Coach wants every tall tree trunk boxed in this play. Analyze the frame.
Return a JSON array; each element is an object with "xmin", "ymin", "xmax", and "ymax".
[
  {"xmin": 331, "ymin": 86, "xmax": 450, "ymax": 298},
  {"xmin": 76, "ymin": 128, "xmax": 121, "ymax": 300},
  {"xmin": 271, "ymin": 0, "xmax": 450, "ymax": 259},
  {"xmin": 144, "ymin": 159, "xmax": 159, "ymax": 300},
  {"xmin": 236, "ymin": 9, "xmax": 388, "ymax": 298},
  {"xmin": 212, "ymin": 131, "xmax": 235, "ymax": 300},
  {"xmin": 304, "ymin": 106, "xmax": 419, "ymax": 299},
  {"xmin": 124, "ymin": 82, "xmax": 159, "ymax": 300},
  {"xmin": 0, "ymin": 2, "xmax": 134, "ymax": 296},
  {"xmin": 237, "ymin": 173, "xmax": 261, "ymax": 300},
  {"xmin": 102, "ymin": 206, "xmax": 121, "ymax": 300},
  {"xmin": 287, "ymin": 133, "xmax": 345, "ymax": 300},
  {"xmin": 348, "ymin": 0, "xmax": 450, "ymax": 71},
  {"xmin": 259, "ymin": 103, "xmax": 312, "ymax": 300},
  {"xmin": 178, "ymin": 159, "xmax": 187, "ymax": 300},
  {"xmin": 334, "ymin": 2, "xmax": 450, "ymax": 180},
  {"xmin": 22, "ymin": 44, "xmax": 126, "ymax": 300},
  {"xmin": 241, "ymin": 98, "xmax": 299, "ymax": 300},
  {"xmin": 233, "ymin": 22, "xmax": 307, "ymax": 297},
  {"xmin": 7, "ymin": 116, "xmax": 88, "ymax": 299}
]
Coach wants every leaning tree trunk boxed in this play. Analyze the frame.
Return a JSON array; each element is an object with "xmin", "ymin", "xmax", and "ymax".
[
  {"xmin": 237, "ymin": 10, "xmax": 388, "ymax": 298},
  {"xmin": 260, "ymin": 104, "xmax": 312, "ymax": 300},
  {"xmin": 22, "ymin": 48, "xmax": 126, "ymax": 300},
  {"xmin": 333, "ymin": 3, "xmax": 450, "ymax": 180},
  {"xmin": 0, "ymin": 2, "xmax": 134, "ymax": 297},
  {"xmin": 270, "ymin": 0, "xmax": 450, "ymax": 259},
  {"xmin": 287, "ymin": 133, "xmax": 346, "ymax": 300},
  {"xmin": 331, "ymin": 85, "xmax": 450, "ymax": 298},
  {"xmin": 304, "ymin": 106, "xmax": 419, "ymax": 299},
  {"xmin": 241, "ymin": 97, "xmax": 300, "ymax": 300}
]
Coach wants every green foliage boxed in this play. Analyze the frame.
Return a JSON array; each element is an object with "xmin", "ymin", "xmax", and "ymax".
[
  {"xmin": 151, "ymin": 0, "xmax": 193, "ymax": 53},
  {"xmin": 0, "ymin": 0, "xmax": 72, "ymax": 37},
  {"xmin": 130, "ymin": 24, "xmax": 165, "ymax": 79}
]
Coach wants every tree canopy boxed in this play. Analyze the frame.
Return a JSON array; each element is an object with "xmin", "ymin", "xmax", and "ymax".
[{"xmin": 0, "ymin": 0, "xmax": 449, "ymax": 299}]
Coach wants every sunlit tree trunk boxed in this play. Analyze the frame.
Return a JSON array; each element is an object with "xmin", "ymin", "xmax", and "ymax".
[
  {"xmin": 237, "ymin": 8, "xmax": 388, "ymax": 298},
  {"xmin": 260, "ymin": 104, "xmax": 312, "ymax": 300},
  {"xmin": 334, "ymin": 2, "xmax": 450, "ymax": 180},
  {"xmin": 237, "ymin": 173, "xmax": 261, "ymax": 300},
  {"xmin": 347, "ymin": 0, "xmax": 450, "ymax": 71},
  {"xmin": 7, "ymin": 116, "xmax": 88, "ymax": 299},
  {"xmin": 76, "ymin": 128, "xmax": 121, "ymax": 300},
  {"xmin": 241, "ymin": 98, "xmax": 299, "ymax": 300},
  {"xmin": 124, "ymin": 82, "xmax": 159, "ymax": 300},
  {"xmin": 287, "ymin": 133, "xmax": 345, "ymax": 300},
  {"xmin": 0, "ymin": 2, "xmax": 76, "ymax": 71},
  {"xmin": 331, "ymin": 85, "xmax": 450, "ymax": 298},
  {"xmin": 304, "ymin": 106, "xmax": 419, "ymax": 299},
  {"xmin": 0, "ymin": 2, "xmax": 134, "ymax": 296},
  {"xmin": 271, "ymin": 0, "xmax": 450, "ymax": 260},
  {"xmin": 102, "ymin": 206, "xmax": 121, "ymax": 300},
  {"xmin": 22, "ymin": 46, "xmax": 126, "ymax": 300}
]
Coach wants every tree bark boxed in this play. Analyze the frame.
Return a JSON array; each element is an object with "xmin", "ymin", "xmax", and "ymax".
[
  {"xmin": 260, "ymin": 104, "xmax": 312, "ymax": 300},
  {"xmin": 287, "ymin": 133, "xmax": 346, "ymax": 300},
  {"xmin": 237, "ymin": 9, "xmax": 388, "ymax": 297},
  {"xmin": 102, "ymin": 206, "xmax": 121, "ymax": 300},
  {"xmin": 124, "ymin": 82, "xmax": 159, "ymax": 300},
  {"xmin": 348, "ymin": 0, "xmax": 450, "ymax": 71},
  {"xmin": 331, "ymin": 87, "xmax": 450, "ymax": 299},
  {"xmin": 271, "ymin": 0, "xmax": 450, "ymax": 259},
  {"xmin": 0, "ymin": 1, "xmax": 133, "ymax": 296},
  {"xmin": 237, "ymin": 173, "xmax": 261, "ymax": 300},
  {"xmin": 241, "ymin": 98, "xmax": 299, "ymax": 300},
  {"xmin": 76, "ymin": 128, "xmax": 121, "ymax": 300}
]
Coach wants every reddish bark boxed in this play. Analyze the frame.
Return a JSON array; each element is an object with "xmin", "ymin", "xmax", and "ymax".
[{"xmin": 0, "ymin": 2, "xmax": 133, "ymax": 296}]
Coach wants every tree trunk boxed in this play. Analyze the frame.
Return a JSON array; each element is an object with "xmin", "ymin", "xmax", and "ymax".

▸ Your assignment
Give back the whole listing exactly as it reads.

▸ Solution for this problem
Coach wants every tall tree trunk boxed in this play. Analyze the frame.
Return a JSON array; each element is an object with "xmin", "ymin", "xmax", and "ymax".
[
  {"xmin": 331, "ymin": 86, "xmax": 450, "ymax": 298},
  {"xmin": 76, "ymin": 128, "xmax": 121, "ymax": 300},
  {"xmin": 271, "ymin": 0, "xmax": 450, "ymax": 259},
  {"xmin": 144, "ymin": 159, "xmax": 159, "ymax": 300},
  {"xmin": 236, "ymin": 9, "xmax": 388, "ymax": 298},
  {"xmin": 212, "ymin": 131, "xmax": 235, "ymax": 300},
  {"xmin": 304, "ymin": 106, "xmax": 419, "ymax": 299},
  {"xmin": 124, "ymin": 82, "xmax": 159, "ymax": 300},
  {"xmin": 0, "ymin": 2, "xmax": 134, "ymax": 296},
  {"xmin": 237, "ymin": 173, "xmax": 261, "ymax": 300},
  {"xmin": 102, "ymin": 206, "xmax": 121, "ymax": 300},
  {"xmin": 287, "ymin": 133, "xmax": 345, "ymax": 300},
  {"xmin": 348, "ymin": 0, "xmax": 450, "ymax": 71},
  {"xmin": 259, "ymin": 103, "xmax": 312, "ymax": 300},
  {"xmin": 178, "ymin": 159, "xmax": 187, "ymax": 300},
  {"xmin": 334, "ymin": 2, "xmax": 450, "ymax": 180},
  {"xmin": 22, "ymin": 44, "xmax": 126, "ymax": 300},
  {"xmin": 241, "ymin": 98, "xmax": 299, "ymax": 300},
  {"xmin": 233, "ymin": 22, "xmax": 307, "ymax": 297},
  {"xmin": 7, "ymin": 116, "xmax": 88, "ymax": 299}
]
Coach wants every leaning tree trunk boxed in this play. Analyze the frame.
Return a JSON array; each element is an object with "xmin", "ymin", "xmax", and "ymax".
[
  {"xmin": 237, "ymin": 10, "xmax": 388, "ymax": 298},
  {"xmin": 260, "ymin": 104, "xmax": 312, "ymax": 300},
  {"xmin": 22, "ymin": 48, "xmax": 126, "ymax": 300},
  {"xmin": 333, "ymin": 3, "xmax": 450, "ymax": 180},
  {"xmin": 0, "ymin": 2, "xmax": 134, "ymax": 297},
  {"xmin": 270, "ymin": 0, "xmax": 450, "ymax": 259},
  {"xmin": 287, "ymin": 133, "xmax": 346, "ymax": 300},
  {"xmin": 331, "ymin": 85, "xmax": 450, "ymax": 298},
  {"xmin": 304, "ymin": 106, "xmax": 419, "ymax": 299},
  {"xmin": 241, "ymin": 97, "xmax": 300, "ymax": 300}
]
Coach wants every green foliage boxed in this play. Analyze the frame.
Return a JSON array; each element is an object with "xmin", "ymin", "xmax", and "ymax".
[
  {"xmin": 151, "ymin": 0, "xmax": 193, "ymax": 53},
  {"xmin": 0, "ymin": 0, "xmax": 72, "ymax": 37},
  {"xmin": 130, "ymin": 24, "xmax": 165, "ymax": 79}
]
Coach wants every tree canopy boxed in this play. Analyze the frame.
Return a JSON array; each element is an object with "xmin", "ymin", "xmax", and "ymax".
[{"xmin": 0, "ymin": 0, "xmax": 449, "ymax": 299}]
Coach wants every sunlit tree trunk boxed in this play. Analyze the frame.
Return a JSON array; each element is an object with "xmin", "ymin", "xmax", and "ymax".
[
  {"xmin": 237, "ymin": 8, "xmax": 388, "ymax": 298},
  {"xmin": 260, "ymin": 104, "xmax": 312, "ymax": 300},
  {"xmin": 334, "ymin": 2, "xmax": 450, "ymax": 180},
  {"xmin": 237, "ymin": 173, "xmax": 261, "ymax": 300},
  {"xmin": 347, "ymin": 0, "xmax": 450, "ymax": 71},
  {"xmin": 7, "ymin": 116, "xmax": 88, "ymax": 299},
  {"xmin": 76, "ymin": 128, "xmax": 121, "ymax": 300},
  {"xmin": 241, "ymin": 98, "xmax": 299, "ymax": 300},
  {"xmin": 124, "ymin": 82, "xmax": 159, "ymax": 300},
  {"xmin": 287, "ymin": 133, "xmax": 345, "ymax": 300},
  {"xmin": 0, "ymin": 2, "xmax": 76, "ymax": 71},
  {"xmin": 331, "ymin": 85, "xmax": 450, "ymax": 298},
  {"xmin": 304, "ymin": 106, "xmax": 419, "ymax": 299},
  {"xmin": 0, "ymin": 2, "xmax": 134, "ymax": 296},
  {"xmin": 271, "ymin": 0, "xmax": 450, "ymax": 260},
  {"xmin": 102, "ymin": 206, "xmax": 121, "ymax": 300},
  {"xmin": 22, "ymin": 46, "xmax": 126, "ymax": 300}
]
Coach wants every tree bark boxed in this play. Analyze the frame.
Return a JSON array; each element is an object with "xmin", "ymin", "xmax", and "ymax".
[
  {"xmin": 260, "ymin": 104, "xmax": 312, "ymax": 300},
  {"xmin": 287, "ymin": 133, "xmax": 346, "ymax": 300},
  {"xmin": 237, "ymin": 9, "xmax": 388, "ymax": 297},
  {"xmin": 102, "ymin": 206, "xmax": 121, "ymax": 300},
  {"xmin": 124, "ymin": 82, "xmax": 159, "ymax": 300},
  {"xmin": 348, "ymin": 0, "xmax": 450, "ymax": 71},
  {"xmin": 331, "ymin": 87, "xmax": 450, "ymax": 299},
  {"xmin": 271, "ymin": 0, "xmax": 450, "ymax": 259},
  {"xmin": 0, "ymin": 1, "xmax": 133, "ymax": 296},
  {"xmin": 237, "ymin": 173, "xmax": 261, "ymax": 300},
  {"xmin": 241, "ymin": 98, "xmax": 299, "ymax": 300},
  {"xmin": 76, "ymin": 128, "xmax": 121, "ymax": 300}
]
Coach wants every reddish bark boxed in this play. Analyze the frame.
Return a JSON array; each element is an object with "xmin", "ymin", "xmax", and "ymax".
[{"xmin": 0, "ymin": 2, "xmax": 133, "ymax": 296}]
Coach wants every tree trunk boxed in this play. Analyze the frame.
Return a JSON array; each element is an object with "xmin", "ymin", "xmax", and "ymax".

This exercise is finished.